═══ The data

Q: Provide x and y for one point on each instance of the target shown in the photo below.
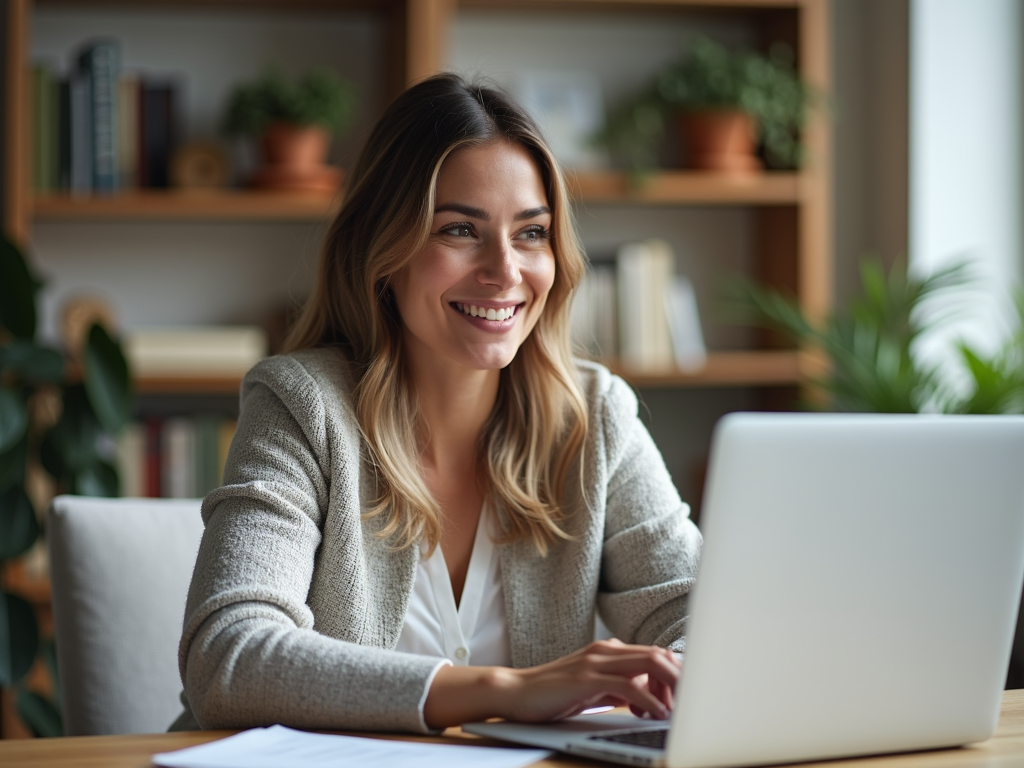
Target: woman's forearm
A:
(603, 673)
(465, 694)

══════

**Your goal:**
Repeat the data verbatim, excluding all pictures.

**Answer to the exercise:**
Q: Provide x and y for one point on each instance of the target shown in the photo below.
Target: woman's forearm
A:
(603, 673)
(465, 694)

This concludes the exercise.